TEXTE FOURNI:
■ ■ ■ ■

Pour certains, c'est de la naïveté : « je suis très gentil et je les aide financièrement... ». Pour d'autres, ce sont des dommages collatéraux : « lorsque j'achète ma viande, je ne me demande pas si la bête a souffert avant d'être dans mon assiette... ». Comment responsabiliser les clients de la prostitution ?

Alors que s'achève 2010, année de grande cause nationale consacrée à la lutte contre les violences faites aux femmes (dont la prostitution fait partie), une nouvelle cause s'annonce pour 2011 : la solitude. Ce sera l'occasion de s'occuper de ces « chers » hommes esseulés, qui, d'après les dires de certaines personnes prostituées, viennent les voir comme à une séance de psychothérapie.

Nous parlons principalement des hommes car, même si le paysage prostitutionnel s'est transformé depuis la première enquête sociologique sur les clients du Suédois Sven-Axel Mansson en 1984, les usages de la prostitution demeurent avant tout masculins.

Le client est un Monsieur-tout-le-monde en mal affectif, cherchant une épaule pour être rassuré et surtout, consommant du sexe comme on achète son pain. Il ne veut pas connaître l'envers du décor et ne se sent aucunement responsable des causes et conséquences de la prostitution comme les violences, les trafics, l'argent sale, la corruption...


Un commerce à banaliser à tout prix

Peu à peu, la sexualité s'est transformée en marchandise : il n'est plus question d'une relation intime mais de la consommation d'un produit. De ce fait, le marché du sexe s'est développé et tout un réseau économique s'est tissé pour attirer, divertir et satisfaire le client de la prostitution. Et les marchands de sexe, en particulier dans les pays où la prostitution est légale et organisée, ne manquent pas d'imagination en ce domaine. On parle de business, de chiffres d'affaires, de rentabilité, de recherche de nouveaux profits...

En Allemagne, on propose des tarifs spéciaux aux retraités et aux chauffeurs de taxi, des forfaits « deux pour le prix d'un » ou encore, crise oblige, des formules discount comprenant sexe, boissons et nourriture à volonté où le client « fait tout ce qu'il veut, autant qu'il le veut, aussi longtemps qu'il le peut »...

En Suisse, suite à des plaintes d'habitants vivant à proximité des quartiers de prostitution, la police zurichoise a proposé en septembre dernier d'installer des sex-boxes, sorte de drive-in du sexe sur le modèle allemand. Grâce à trois panneaux métalliques sommaires, le client peut garer sa voiture dans un espace à l'abri des regards, tandis qu'un couloir passager permet à la personne prostituée de monter et descendre du véhicule. Quel romantisme !

■ ■ ■ ■

LIGNES DE DONNÉES:
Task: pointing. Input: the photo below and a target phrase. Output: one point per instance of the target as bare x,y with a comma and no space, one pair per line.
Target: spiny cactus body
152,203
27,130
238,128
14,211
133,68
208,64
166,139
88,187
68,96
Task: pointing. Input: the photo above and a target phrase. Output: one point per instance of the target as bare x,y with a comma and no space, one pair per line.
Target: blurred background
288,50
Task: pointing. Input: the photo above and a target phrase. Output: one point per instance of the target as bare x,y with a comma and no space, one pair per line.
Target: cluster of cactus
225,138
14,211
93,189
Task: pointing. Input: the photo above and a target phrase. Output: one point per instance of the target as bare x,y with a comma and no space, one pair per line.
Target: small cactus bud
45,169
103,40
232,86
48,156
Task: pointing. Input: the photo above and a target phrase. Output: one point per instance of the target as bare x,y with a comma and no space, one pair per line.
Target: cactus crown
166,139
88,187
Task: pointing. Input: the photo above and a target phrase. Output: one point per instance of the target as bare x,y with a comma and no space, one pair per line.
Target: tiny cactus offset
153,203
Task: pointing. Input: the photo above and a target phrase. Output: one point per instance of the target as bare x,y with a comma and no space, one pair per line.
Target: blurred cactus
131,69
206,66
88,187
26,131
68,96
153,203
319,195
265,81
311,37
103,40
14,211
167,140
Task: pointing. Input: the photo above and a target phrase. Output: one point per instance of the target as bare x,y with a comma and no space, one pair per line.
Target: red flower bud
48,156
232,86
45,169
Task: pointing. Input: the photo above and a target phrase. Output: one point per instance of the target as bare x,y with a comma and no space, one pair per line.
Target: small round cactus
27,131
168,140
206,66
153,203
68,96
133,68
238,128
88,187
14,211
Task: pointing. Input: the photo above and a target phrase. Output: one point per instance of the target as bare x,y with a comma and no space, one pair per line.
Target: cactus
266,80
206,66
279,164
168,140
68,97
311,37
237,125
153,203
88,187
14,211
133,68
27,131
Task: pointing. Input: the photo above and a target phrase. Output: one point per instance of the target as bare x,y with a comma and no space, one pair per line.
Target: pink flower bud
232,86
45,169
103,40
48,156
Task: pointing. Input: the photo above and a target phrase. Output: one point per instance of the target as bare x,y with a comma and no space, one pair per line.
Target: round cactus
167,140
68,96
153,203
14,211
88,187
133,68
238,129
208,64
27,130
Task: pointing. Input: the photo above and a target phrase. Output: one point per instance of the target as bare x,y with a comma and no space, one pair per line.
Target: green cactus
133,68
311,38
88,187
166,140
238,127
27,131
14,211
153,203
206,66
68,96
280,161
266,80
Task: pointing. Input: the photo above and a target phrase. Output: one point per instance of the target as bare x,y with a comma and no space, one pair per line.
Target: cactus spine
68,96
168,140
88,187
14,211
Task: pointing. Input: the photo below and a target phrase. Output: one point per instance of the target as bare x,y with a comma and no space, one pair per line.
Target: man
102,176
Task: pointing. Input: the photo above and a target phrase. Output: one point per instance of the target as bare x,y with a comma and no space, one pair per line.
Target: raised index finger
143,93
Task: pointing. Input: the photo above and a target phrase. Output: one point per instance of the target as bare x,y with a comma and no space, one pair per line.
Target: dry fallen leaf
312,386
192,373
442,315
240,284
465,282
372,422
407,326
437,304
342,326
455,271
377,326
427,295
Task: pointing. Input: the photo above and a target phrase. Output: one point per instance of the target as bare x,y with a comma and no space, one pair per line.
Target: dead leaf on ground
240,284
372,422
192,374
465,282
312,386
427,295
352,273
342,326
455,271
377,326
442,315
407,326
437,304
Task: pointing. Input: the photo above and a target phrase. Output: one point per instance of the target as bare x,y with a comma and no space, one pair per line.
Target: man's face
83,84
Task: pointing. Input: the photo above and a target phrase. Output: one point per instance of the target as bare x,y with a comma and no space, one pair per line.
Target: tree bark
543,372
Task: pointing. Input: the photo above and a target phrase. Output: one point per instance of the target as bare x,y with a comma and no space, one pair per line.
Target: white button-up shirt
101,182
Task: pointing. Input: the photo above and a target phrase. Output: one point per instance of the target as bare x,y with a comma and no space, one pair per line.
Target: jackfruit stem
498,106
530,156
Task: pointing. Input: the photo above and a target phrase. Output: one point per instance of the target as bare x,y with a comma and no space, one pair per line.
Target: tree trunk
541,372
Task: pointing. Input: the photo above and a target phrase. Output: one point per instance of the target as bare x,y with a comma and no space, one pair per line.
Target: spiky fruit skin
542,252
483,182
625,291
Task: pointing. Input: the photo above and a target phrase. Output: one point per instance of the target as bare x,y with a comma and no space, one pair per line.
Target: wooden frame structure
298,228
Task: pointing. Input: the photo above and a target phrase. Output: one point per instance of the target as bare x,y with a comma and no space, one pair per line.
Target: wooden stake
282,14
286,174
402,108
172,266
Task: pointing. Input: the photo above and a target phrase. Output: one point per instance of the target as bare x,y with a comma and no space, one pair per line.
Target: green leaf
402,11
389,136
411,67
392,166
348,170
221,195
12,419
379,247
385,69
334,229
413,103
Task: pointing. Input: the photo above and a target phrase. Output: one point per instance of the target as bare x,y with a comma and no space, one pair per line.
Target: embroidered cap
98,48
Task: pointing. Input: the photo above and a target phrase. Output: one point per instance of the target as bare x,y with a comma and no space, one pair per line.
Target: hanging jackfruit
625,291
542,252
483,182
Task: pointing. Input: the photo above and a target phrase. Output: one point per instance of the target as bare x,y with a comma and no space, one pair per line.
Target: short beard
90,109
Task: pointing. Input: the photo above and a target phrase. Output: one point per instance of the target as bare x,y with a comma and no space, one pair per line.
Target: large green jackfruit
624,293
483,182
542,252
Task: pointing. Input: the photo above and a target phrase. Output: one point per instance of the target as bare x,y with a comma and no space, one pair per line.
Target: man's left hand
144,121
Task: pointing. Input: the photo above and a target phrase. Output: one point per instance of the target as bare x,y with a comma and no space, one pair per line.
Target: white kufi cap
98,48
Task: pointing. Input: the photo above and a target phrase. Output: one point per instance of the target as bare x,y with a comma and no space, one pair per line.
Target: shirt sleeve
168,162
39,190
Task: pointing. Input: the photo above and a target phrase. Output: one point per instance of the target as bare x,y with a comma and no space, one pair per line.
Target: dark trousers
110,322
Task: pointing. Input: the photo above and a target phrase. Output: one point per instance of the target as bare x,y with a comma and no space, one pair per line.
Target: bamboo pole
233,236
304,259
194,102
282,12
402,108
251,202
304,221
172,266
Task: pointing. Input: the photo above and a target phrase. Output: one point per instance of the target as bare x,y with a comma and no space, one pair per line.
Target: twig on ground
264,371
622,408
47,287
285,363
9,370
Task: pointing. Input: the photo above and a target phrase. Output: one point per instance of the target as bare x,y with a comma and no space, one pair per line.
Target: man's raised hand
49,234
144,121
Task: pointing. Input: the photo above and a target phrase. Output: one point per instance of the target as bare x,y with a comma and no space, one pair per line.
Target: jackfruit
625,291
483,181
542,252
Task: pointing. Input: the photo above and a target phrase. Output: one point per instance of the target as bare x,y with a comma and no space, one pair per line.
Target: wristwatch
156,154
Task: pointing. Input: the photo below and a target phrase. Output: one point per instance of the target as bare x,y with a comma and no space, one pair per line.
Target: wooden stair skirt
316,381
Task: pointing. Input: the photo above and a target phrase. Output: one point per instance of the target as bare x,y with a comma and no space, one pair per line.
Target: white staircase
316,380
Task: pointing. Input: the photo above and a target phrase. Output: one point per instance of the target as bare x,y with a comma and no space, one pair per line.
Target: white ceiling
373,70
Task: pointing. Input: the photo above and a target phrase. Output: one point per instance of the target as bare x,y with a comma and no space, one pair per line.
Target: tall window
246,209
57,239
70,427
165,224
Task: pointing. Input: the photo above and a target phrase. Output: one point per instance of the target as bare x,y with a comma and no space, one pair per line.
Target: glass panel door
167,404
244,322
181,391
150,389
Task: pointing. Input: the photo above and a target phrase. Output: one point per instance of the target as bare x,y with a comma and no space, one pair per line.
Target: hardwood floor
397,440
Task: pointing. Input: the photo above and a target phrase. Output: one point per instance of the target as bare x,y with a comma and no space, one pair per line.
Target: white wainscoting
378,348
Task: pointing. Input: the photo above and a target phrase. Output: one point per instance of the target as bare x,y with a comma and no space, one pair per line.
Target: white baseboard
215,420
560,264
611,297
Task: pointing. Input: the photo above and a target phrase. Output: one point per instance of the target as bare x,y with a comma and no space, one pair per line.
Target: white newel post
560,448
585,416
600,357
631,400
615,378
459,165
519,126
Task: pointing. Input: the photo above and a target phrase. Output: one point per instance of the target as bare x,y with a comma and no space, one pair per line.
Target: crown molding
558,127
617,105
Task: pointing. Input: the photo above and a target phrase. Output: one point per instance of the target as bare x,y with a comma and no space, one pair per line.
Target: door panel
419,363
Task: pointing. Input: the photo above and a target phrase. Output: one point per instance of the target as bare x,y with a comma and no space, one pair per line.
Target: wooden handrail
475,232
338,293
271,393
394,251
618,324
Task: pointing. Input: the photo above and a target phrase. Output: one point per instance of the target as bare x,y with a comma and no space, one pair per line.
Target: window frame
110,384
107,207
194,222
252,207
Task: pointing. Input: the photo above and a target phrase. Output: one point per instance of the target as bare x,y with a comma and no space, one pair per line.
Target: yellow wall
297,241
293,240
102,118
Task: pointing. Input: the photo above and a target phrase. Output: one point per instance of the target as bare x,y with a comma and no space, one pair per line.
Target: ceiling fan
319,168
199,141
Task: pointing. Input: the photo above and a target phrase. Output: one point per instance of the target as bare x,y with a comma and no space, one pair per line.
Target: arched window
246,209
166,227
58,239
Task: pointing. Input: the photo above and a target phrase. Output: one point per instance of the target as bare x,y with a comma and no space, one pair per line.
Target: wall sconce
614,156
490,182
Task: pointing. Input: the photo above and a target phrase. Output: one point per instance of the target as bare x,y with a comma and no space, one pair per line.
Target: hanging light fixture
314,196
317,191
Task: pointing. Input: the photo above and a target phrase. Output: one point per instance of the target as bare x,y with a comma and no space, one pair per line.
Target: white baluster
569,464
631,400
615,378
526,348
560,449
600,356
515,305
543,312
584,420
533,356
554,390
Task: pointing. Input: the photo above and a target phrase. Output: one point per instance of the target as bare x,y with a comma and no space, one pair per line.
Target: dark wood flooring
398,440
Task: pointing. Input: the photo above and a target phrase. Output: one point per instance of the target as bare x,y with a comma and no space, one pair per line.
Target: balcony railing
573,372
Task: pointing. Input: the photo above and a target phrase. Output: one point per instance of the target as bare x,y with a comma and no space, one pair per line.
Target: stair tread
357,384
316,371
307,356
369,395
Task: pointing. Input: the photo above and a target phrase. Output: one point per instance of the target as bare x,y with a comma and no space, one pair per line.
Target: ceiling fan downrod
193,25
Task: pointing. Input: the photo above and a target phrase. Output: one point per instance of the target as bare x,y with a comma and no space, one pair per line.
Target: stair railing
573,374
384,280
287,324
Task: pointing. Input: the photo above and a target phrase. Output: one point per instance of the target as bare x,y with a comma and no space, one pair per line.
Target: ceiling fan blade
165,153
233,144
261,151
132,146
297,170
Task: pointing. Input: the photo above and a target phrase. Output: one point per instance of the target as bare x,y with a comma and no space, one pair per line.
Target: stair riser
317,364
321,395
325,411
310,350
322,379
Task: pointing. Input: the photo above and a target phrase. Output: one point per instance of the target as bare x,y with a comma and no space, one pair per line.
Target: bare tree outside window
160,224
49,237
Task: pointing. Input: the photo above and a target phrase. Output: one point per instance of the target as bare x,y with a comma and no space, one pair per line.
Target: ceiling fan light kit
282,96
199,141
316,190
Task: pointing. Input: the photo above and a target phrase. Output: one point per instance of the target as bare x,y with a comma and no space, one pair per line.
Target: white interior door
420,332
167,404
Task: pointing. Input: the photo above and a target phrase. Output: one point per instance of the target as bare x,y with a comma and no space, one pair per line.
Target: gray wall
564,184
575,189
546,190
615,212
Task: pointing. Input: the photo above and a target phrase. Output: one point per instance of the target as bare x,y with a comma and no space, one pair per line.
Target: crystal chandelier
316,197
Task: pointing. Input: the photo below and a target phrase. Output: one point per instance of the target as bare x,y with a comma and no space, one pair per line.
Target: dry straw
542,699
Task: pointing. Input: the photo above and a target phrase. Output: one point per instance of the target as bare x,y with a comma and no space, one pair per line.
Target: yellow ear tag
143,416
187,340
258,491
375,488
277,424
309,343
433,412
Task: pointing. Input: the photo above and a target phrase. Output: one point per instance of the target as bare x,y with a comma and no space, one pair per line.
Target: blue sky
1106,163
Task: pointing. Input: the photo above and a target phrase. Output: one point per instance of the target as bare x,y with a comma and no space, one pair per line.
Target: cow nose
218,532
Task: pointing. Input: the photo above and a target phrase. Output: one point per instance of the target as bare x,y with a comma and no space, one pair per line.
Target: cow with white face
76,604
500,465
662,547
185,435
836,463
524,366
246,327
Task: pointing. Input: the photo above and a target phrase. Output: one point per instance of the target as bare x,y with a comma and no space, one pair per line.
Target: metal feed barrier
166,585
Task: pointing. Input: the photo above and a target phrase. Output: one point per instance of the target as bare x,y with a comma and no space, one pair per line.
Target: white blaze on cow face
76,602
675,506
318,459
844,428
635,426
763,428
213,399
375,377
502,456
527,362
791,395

■ ■ ■ ■

LISTE DES TÂCHES:
1. Répondez à ces questions sur le texte consacré aux clients de la prostitution :
(a) Quelle grande cause nationale est annoncée pour 2011 ?
(b) En quelle année Sven-Axel Mansson a-t-il mené la première enquête sociologique sur les clients ?
(c) Quelle police a proposé d'installer des sex-boxes ?
2. Recopiez tout le passage du texte sur les clients de la prostitution, depuis « Peu à peu, la » jusqu'à « de nouveaux profits... ».
3. Poursuivez le texte sur les clients de la prostitution à partir de sa dernière phrase.

RÉPONSES DONNÉES:
1.
(a) La solitude.
(b) En 1984.
(c) La police zurichoise.

2.
Peu à peu, la sexualité s'est transformée en marchandise : il n'est plus question d'une relation intime mais de la consommation d'un produit. De ce fait, le marché du sexe s'est développé et tout un réseau économique s'est tissé pour attirer, divertir et satisfaire le client de la prostitution. Et les marchands de sexe, en particulier dans les pays où la prostitution est légale et organisée, ne manquent pas d'imagination en ce domaine. On parle de business, de chiffres d'affaires, de rentabilité, de recherche de nouveaux profits...

3.
Peut-on aller plus loin dans l'organisation et la banalisation de l'activité prostitutionnelle ? Oui ! Aux Pays-Bas, fer de lance du réglementarisme, une agence de voyage fait visiter le quartier d'Amsterdam avec un guide, comme une véritable attraction touristique, tarif réduit pour les enfants de moins de 12 ans et gratuit pour les moins de 4 ans.

L'achat d'actes sexuels est devenu tellement banal que la plupart des clients l'assument pleinement. Le « consommateur » se croit tout permis, se sent légitime dans sa démarche où rien n'est grave.


Le client sort de l'anonymat

Si l'industrie du sexe se porte bien, c'est grâce aux clients, de plus en plus nombreux. Beaucoup de pays, même ceux qui ont légalisé la prostitution, reconnaissent que c'est la demande qui crée l'offre et que le client est le premier acteur et responsable de ce système. Un pas de plus est bien franchi vers la reconnaissance du rôle premier du client.

Pourtant, face à ce déploiement de moyens pour faire consommer du sexe, comment dire au client que la prostitution est une violence à l'égard de l'être humain ? Comment lui expliquer pourquoi certains pays organisent ce commerce en toute légitimité et impunité, alors que d'autres pays le condamnent et l'interdisent ? Comment lui faire comprendre qu'il est au cœur de l'échange mercantile et que, souvent, il enrichit les réseaux de proxénétisme et de traite des êtres humains ?

Pour que le client de la prostitution prenne conscience de son acte, faut-il le sensibiliser ? Le pénaliser ? Pas si simple. Il faut avant tout réfléchir à ce qui pousse des hommes à avoir ou non recours à la prostitution.

Quelles sont les motivations de ces hommes en quête de sexe monnayé ? D'après les nombreuses recherches sur ce sujet, on distingue principalement deux groupes de clients.

Les acheteurs occasionnels : pour la plupart de jeunes hommes dont la sexualité a été façonnée par la pornographie, l'hypersexualisation de l'image de la femme dans la publicité et les médias. Ceux-là sont plus réceptifs aux mesures légales qui peuvent décourager leur comportement.

Les acheteurs habituels : ces hommes, peu nombreux, « consomment » beaucoup de pornographie et de prostitution, ce qui engendre pour eux des difficultés financières, professionnelles, relationnelles et personnelles. Ceux-ci décrivent leur problème comme étant « hors de contrôle », ce qui veut dire que les contraventions ou la prison ne les empêcheront pas de recommencer à acheter du sexe.


Sensibilisation ou pénalisation ?

En 2002, la France a déjà adopté une loi pénalisant l'acheteur de services sexuels de personnes prostituées mineures. Mais qu'est-ce qui distingue une prostituée de 17 ans protégée par la loi d'une autre de 18 ans, surtout aux yeux du client ?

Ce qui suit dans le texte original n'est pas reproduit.